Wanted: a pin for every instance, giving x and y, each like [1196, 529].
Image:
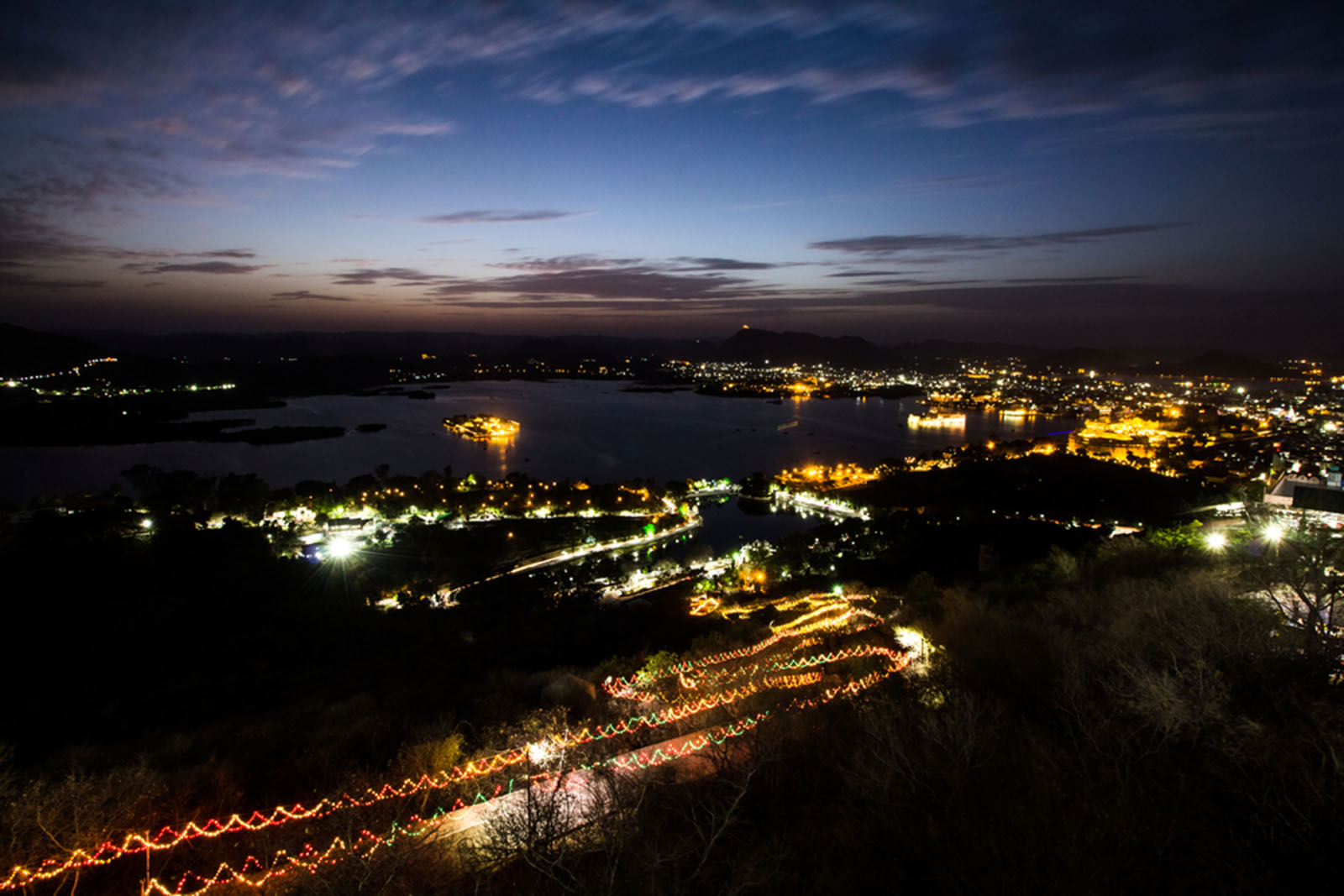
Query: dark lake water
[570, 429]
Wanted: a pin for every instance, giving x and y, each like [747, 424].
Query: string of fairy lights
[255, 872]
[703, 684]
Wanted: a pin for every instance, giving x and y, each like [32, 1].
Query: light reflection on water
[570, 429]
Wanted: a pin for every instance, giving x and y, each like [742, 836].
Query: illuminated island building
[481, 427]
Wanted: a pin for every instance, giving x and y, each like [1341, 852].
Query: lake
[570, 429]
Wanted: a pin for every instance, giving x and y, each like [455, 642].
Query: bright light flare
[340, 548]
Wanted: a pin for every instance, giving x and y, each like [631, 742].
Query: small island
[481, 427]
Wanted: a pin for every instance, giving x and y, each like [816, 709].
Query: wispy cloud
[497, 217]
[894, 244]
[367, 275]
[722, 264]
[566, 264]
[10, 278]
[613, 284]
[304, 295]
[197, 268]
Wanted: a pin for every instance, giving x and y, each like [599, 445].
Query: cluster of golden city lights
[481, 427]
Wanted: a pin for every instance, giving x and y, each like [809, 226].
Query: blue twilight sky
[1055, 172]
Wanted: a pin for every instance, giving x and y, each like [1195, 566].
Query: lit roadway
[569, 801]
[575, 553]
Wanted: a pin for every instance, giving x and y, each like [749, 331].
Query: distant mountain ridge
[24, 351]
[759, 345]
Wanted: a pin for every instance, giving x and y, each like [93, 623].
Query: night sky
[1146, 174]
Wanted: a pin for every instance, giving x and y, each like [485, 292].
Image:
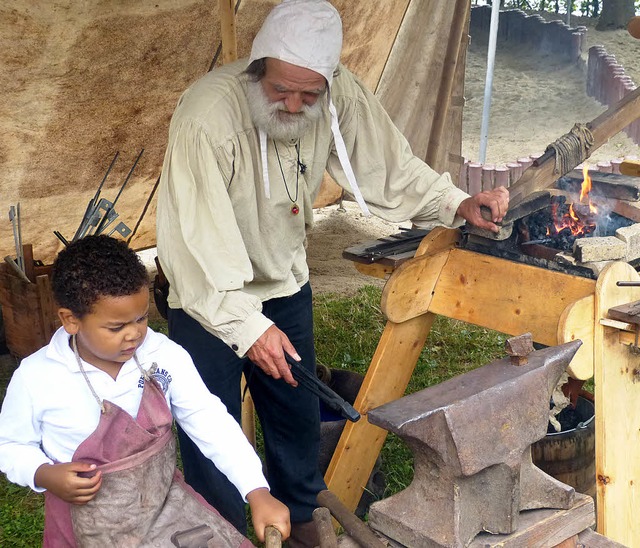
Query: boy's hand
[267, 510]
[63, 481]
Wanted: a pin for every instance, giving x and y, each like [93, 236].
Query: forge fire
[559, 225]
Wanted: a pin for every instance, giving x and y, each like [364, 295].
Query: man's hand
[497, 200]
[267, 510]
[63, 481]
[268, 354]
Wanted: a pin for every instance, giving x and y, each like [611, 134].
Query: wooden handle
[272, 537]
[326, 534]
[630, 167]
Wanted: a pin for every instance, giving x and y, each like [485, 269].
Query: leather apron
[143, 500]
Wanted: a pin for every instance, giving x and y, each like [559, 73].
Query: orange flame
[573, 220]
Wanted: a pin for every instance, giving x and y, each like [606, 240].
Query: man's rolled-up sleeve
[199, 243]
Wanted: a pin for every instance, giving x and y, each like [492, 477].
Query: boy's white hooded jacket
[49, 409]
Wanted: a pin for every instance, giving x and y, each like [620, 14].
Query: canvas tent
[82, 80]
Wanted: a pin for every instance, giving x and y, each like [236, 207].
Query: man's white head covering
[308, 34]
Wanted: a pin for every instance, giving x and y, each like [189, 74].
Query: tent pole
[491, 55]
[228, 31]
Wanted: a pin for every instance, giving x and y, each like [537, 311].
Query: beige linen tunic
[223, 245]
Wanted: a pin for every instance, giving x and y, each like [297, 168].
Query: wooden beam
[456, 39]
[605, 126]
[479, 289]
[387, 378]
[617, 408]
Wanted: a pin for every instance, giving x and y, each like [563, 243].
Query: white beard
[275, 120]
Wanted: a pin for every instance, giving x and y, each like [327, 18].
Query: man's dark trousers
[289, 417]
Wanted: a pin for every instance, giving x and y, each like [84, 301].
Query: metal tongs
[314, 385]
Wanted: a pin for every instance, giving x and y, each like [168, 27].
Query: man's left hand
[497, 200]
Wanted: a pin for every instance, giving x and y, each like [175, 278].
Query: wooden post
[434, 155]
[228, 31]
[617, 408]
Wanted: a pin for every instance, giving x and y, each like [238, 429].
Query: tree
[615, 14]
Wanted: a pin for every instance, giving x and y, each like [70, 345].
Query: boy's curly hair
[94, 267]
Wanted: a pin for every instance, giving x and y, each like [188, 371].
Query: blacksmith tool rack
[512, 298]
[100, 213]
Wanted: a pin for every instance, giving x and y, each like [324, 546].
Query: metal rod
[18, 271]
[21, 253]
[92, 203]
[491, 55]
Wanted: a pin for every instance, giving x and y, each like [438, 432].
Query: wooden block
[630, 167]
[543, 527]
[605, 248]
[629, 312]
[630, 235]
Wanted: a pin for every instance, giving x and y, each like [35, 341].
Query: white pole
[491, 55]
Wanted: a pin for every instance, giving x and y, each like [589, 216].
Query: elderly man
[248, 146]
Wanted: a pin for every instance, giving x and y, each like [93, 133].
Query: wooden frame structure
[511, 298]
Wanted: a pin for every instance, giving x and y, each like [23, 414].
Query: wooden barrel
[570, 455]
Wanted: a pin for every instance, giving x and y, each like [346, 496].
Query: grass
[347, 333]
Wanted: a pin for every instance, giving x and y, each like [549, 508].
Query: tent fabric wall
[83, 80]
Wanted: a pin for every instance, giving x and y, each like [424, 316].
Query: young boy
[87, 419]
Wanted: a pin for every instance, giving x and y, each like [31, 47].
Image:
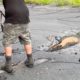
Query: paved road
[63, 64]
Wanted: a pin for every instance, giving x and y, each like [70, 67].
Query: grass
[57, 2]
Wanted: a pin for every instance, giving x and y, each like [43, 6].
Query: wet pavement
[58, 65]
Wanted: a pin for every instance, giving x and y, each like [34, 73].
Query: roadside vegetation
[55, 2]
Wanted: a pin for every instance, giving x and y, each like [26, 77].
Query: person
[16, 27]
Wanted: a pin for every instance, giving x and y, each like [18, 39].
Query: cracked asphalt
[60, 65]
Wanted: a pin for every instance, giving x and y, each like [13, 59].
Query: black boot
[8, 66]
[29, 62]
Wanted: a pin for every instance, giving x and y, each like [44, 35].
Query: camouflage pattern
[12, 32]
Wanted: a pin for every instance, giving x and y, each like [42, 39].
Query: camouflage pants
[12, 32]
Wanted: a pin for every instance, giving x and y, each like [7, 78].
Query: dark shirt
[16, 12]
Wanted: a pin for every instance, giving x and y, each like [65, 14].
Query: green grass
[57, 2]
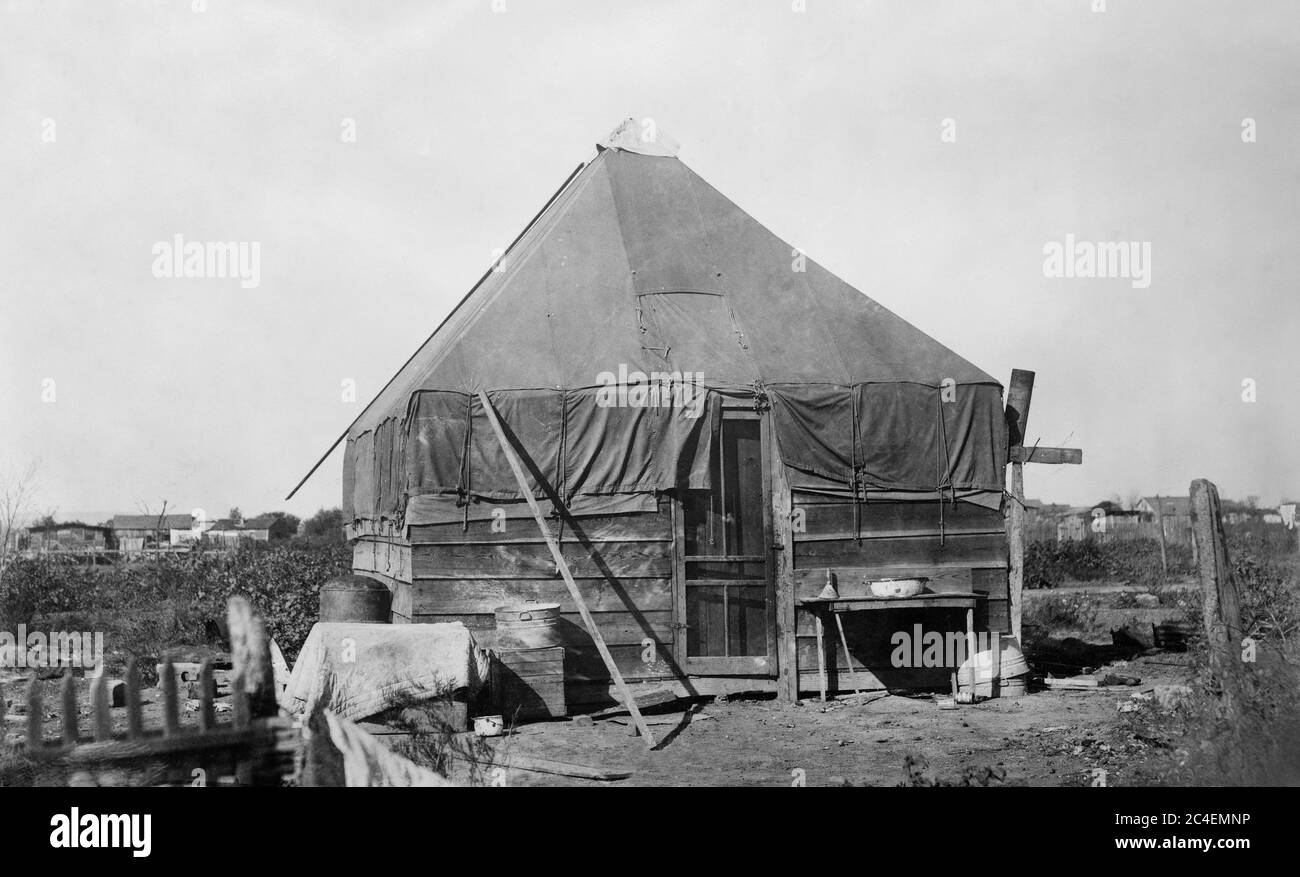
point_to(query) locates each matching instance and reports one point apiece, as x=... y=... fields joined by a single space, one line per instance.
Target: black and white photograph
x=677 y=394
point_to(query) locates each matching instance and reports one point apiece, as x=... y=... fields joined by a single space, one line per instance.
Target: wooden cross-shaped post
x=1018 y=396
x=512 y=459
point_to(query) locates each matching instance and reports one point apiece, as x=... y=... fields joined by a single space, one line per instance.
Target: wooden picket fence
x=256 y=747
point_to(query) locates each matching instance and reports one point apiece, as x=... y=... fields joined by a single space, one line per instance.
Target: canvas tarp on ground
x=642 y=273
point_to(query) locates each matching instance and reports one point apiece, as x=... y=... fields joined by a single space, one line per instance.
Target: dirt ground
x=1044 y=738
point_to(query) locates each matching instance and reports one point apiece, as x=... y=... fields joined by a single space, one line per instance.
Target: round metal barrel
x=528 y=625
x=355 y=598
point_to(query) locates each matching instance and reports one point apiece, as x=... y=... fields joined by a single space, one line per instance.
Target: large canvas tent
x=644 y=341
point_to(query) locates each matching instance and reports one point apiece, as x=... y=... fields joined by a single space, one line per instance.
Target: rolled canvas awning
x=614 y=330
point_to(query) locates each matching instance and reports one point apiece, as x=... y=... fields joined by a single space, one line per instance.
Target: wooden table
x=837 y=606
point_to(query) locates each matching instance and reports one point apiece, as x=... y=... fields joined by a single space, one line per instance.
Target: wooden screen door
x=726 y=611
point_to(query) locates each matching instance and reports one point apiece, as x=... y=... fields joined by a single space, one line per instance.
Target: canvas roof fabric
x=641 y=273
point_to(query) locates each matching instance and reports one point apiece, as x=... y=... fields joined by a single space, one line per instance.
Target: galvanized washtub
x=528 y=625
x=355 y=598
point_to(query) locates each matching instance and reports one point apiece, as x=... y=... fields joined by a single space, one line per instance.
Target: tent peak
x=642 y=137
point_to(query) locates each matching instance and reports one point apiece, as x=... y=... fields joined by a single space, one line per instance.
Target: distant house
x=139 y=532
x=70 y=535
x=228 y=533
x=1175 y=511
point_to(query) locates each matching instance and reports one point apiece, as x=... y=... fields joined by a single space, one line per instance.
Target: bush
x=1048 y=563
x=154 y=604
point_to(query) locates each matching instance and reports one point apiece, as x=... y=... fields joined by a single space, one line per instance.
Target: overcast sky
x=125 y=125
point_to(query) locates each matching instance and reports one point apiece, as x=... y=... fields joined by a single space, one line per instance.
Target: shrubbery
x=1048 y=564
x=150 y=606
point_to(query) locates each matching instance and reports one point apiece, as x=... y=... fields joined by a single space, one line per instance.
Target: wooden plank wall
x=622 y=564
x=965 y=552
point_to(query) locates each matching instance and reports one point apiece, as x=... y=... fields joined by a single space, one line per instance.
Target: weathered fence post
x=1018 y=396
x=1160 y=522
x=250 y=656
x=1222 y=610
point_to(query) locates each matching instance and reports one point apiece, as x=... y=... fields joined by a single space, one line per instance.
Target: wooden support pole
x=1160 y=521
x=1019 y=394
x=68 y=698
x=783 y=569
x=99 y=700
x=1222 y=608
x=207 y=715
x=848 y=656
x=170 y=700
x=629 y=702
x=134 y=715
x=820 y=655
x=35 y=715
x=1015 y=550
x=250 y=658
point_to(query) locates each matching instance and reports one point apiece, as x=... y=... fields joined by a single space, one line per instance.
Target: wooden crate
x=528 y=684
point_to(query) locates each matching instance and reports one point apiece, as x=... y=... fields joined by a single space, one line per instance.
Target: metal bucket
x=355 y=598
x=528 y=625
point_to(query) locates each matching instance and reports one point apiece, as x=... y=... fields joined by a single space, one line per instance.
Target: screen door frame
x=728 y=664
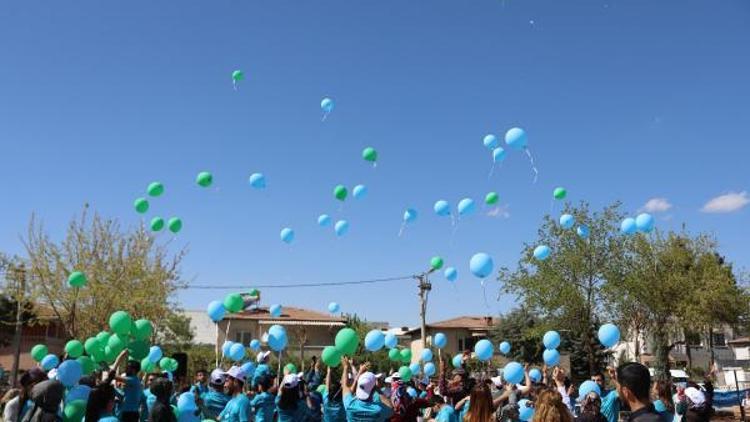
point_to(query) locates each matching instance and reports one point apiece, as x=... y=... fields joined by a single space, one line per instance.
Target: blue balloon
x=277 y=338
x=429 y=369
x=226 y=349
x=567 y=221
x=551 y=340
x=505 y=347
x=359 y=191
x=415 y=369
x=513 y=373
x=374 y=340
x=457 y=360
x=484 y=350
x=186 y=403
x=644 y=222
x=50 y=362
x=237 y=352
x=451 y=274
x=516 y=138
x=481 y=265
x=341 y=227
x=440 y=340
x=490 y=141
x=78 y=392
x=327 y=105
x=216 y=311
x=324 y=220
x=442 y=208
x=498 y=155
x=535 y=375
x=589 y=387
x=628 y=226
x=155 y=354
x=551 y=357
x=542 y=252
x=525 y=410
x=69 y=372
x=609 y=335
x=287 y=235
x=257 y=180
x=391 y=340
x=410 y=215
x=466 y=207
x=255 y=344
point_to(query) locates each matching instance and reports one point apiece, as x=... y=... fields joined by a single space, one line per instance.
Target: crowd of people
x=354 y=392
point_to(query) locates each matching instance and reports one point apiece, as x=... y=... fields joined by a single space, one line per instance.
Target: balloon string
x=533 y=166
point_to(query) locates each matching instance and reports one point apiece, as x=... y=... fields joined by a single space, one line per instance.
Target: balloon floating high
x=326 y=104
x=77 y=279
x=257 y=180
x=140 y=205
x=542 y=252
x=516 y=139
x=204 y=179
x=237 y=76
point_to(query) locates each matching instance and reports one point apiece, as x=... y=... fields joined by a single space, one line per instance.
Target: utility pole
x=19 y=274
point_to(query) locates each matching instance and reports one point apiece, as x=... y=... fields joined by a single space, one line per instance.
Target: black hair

============================================================

EXERCISE:
Without any pictures, output exactly the lines from the start of the material through the line that contains "like [816, 709].", and only those.

RESPONSE:
Wanted: a pin for every instance, giving x and y, each like [1196, 529].
Image:
Query: dark lake water
[570, 429]
Wanted: a pin for every instance, giving x and y, each like [747, 424].
Query: string of fairy lights
[255, 872]
[703, 684]
Wanted: a pin for every instance, giving x and y, each like [32, 1].
Query: light reflection on water
[570, 429]
Wanted: a pin for every instance, giving x and y, each like [742, 836].
Query: illuminated island building
[481, 427]
Wanted: a pin for every instance, giving x and y, each like [1341, 852].
Query: lake
[570, 429]
Wanted: a pin for every instance, giving x and y, each like [455, 642].
Query: bright light flare
[340, 548]
Wanted: a pin for every instance, giving x and y, each like [631, 742].
Query: small island
[481, 427]
Wanted: a pin for every instance, giving x and y, each like [816, 709].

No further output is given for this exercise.